> Job
Rewrite these lines with "white cloud" changed to "cloud" and everything else kept the same. Leave out the pictures.

> Material to process
--------------------------------------------------

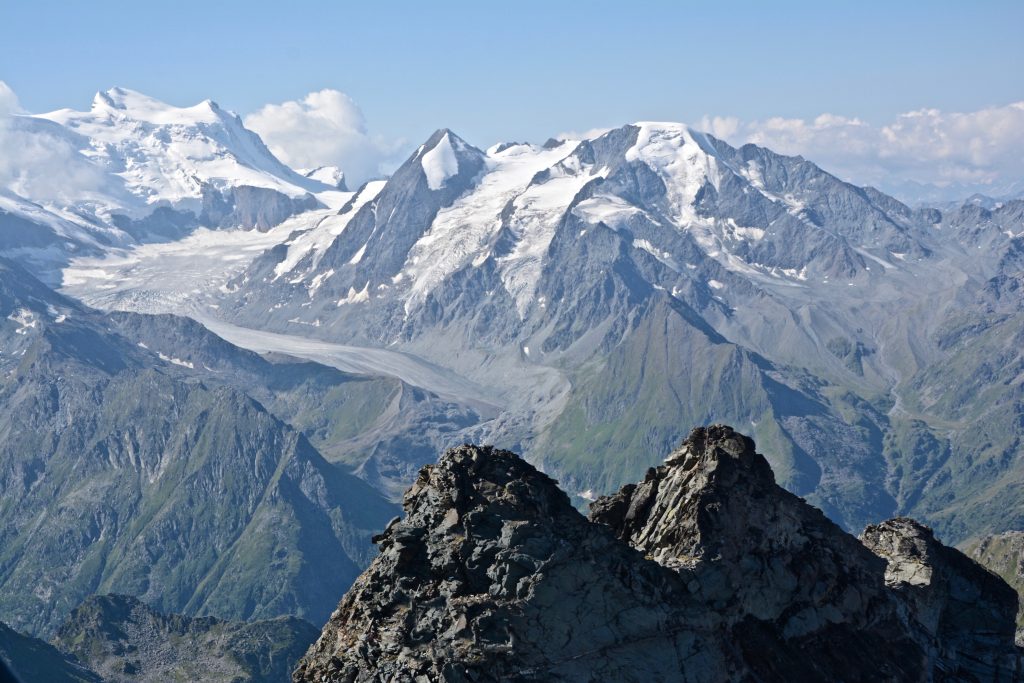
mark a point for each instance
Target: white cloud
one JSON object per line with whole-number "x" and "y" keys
{"x": 951, "y": 154}
{"x": 325, "y": 128}
{"x": 38, "y": 161}
{"x": 8, "y": 100}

--------------------------------------------------

> Answer
mark a point for each instance
Target: cloud
one JSON object per line with whole-number "x" and "y" keys
{"x": 951, "y": 154}
{"x": 325, "y": 128}
{"x": 38, "y": 161}
{"x": 8, "y": 100}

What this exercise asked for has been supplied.